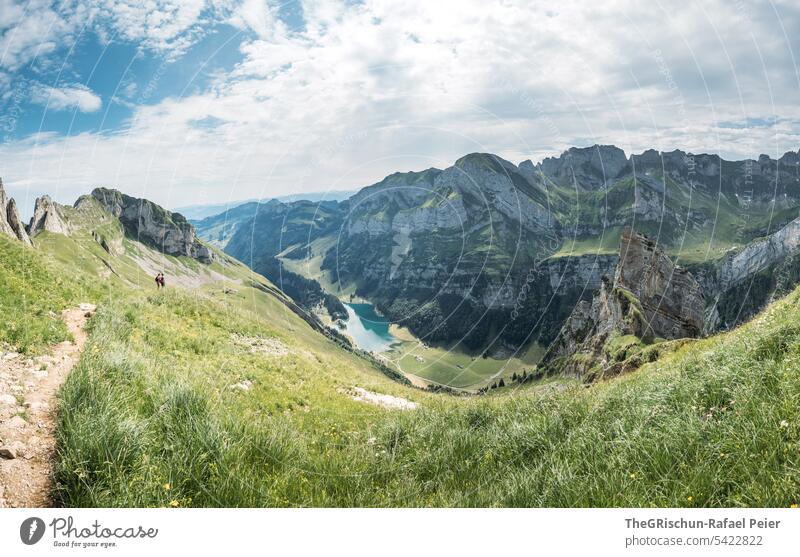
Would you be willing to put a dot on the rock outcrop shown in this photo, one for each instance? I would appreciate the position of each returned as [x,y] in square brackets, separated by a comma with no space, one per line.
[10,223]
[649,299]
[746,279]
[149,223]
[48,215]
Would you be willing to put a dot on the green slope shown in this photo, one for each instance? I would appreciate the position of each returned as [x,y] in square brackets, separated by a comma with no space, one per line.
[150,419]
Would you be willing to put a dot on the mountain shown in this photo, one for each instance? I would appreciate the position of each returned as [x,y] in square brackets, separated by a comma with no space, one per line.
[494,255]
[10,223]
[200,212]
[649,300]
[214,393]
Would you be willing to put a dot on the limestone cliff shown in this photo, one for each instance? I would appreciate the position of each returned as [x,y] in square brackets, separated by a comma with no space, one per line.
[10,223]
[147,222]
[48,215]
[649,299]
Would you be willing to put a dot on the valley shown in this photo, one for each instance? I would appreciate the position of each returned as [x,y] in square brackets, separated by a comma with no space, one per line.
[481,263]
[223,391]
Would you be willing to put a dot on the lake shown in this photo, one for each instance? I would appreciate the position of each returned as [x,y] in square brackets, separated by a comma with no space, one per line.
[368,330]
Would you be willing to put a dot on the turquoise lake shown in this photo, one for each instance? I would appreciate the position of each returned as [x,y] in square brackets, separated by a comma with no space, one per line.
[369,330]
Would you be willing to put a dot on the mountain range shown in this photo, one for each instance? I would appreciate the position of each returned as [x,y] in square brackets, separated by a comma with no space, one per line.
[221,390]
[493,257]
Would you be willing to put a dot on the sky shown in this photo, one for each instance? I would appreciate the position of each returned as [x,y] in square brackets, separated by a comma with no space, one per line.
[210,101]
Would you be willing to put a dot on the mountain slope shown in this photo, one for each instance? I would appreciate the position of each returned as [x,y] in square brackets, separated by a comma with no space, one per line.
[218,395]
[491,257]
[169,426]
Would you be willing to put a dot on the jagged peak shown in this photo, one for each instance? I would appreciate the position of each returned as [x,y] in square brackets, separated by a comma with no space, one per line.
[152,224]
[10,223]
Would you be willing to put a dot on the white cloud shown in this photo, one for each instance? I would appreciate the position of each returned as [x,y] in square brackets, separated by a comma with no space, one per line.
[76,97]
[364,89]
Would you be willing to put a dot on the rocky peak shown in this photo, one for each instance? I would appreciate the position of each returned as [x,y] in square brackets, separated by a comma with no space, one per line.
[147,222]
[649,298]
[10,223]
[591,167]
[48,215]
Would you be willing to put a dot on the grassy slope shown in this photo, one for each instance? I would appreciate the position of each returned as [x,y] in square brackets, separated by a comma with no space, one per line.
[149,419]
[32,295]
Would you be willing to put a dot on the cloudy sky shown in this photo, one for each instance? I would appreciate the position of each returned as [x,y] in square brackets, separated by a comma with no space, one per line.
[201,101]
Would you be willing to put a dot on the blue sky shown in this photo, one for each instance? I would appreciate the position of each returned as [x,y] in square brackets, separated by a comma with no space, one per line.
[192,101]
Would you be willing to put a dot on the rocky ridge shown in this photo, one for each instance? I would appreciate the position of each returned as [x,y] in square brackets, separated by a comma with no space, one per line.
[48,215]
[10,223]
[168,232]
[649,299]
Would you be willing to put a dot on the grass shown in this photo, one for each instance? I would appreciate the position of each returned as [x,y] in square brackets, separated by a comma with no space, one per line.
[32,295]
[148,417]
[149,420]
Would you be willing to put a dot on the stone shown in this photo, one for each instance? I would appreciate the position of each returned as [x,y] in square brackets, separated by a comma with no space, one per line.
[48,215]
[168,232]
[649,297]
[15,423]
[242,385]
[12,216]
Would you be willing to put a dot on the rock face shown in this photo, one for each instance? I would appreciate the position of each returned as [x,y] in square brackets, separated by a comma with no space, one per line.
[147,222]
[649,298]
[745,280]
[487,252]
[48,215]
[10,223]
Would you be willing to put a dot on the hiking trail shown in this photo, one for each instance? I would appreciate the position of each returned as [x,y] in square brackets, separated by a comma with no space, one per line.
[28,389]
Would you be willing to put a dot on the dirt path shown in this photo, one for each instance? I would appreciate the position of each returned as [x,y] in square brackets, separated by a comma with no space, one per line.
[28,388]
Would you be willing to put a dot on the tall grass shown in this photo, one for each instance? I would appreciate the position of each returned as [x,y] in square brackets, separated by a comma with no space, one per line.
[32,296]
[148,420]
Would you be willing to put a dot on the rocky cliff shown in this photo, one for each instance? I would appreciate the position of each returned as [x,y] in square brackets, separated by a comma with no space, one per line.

———

Quote the material exactly. Pictures stay out.

RESULT OF THIS TASK:
Would you be willing to put a dot on the rock outcrop shown in this photo, one for each instance? I would appreciate the position of each returned as [x,y] in square brackets, separated by a comma with no space, one per line.
[10,223]
[649,299]
[746,279]
[149,223]
[48,215]
Would you be willing to put a dot on the green slope shown in this photo, one for each instance? I would appreciate the position of each returned as [x,y] in square brackets, separated by a comma with no space, one per line.
[150,419]
Would you be willing to put a dot on the mountain shown in this photo, one for each instance? I would appreciate the position of each returned as [x,y] in square brackets, separated by a comma with no space, one per line.
[494,255]
[10,223]
[200,212]
[649,300]
[214,393]
Would you be willing to put a dot on the limestone cliff shown in this photo, one for each instance? I would appreciate the position of each returned as [x,y] in square brackets, separated by a comma with no space, one per line.
[10,223]
[147,222]
[48,215]
[649,299]
Would you be willing to put a dot on the valley shown in this photo, one for each instance? I would appreciate the position of each returned as [x,y] in square brackets, separated by a comma with no space, one per line.
[481,263]
[223,391]
Would you be willing to put a dot on the lake shown in this photo, one for each instance? I would appreciate the position of each returned as [x,y] in square brackets, separated by a comma with no space, one per line.
[368,330]
Would you be willing to put a dot on the turquoise lake shown in this photo, one for each instance? I would appreciate the position of each returned as [x,y] in square brackets, separated by a comma with no space, one per line.
[369,330]
Would you be willing to put a dot on the mountain range shown in this photo, one for each instance? I would appreciate the position of each returned as [x,y] in square brackets, separated by a comma with no space, one per line.
[221,390]
[493,257]
Would you be willing to put a dot on the sky shown in this photo, one for each instance? I would appreciate the position of each returned as [x,y] in square brackets, separated by a comma with no space, one per line.
[210,101]
Would you be willing to put a dot on the mountain slope shown in this photo, one for each instance? I would appreciate the position of each returned as [x,y] in square brackets, separated by a comma with no space, one per line.
[218,395]
[491,257]
[169,426]
Would you be willing to put a dot on the jagged peak shown in this photo, one for each instance? I would appreciate the position of each returned as [x,y] in square brackets, separated by a comma with no space, one per line.
[152,224]
[10,223]
Would you be willing to put a dot on the white cloud shown in this photo, one for each instance? I would appreciate the position of each returned as [x,y] in square brackets, separated by a comma with no space, one per line.
[76,97]
[364,89]
Would you be willing to put a dot on the rocky peak shown in this photo, one for each instance? I would appreciate the position of each returned as [x,y] in square brackets, separated by a comma with no space, one per line.
[147,222]
[649,298]
[10,223]
[591,167]
[48,215]
Would you be willing to put a dot on the grassy slope shown in this photo, one for each instance? I would appreciate the position of each returned as [x,y] in square brackets, separated by a comma with no space, one per line.
[149,419]
[32,295]
Would you be willing to put a dot on the cloudy sky shown in this photo, one for each instance? I would appreciate the position of each returned as [x,y] in square brackets, separated by a comma with no space, one per line.
[201,101]
Would you be willing to put a dot on the blue sky shown in this photo, one for each instance? I would appreciate the position of each returned as [x,y] in square brackets, separated by a comma with no space, one per line.
[192,101]
Would you be willing to put a dot on the rocky ridge shown in this photo, one for each instance? I would appreciate the position of each returned as [x,y] in square brackets, separated by a comma with no space, one per line.
[48,215]
[10,223]
[168,232]
[649,299]
Would you be willing to put a dot on the grass shown in this photo, one for each instance? I would appreciate the position of each returned as [x,y] in square brackets, separated by a comma with no space, one per line.
[32,295]
[148,417]
[149,420]
Would you be willing to put a dot on the stone shown in this photo, one for each instance? I would appreciate the position of each returned as [x,y] in square brackets, separated by a comma with no space, one per line.
[48,215]
[168,232]
[649,297]
[15,423]
[242,385]
[12,216]
Would you be willing to put a dot on the rock face shown in this photo, one for each instance? I would appreciate the position of each returned as [x,y] in square brackets, separated by a comma with no space, one per line.
[147,222]
[649,298]
[745,280]
[487,252]
[48,215]
[10,223]
Would you be willing to put a dot on the hiking trail shown in this photo, one for each instance? I would appreciate the position of each returned as [x,y] in square brackets, separated by a comma with no space, one per line.
[28,389]
Would you be willing to put a dot on the dirt path shown in this photo, one for each instance? I would appreciate the position of each returned as [x,y] in square brackets, separated by a comma with no space, one per line.
[28,388]
Would you be willing to put a dot on the tall grass shown in this photo, one for each instance? I would appreciate the position of each returned as [x,y] in square brackets, separated by a comma with no space, one per line.
[32,296]
[148,420]
Would you be willing to put a dot on the rocky cliff shown in this photo, one for each instance? I would appreciate the position of each returned as [x,y] in square brackets, separated by a comma with no space, one per line.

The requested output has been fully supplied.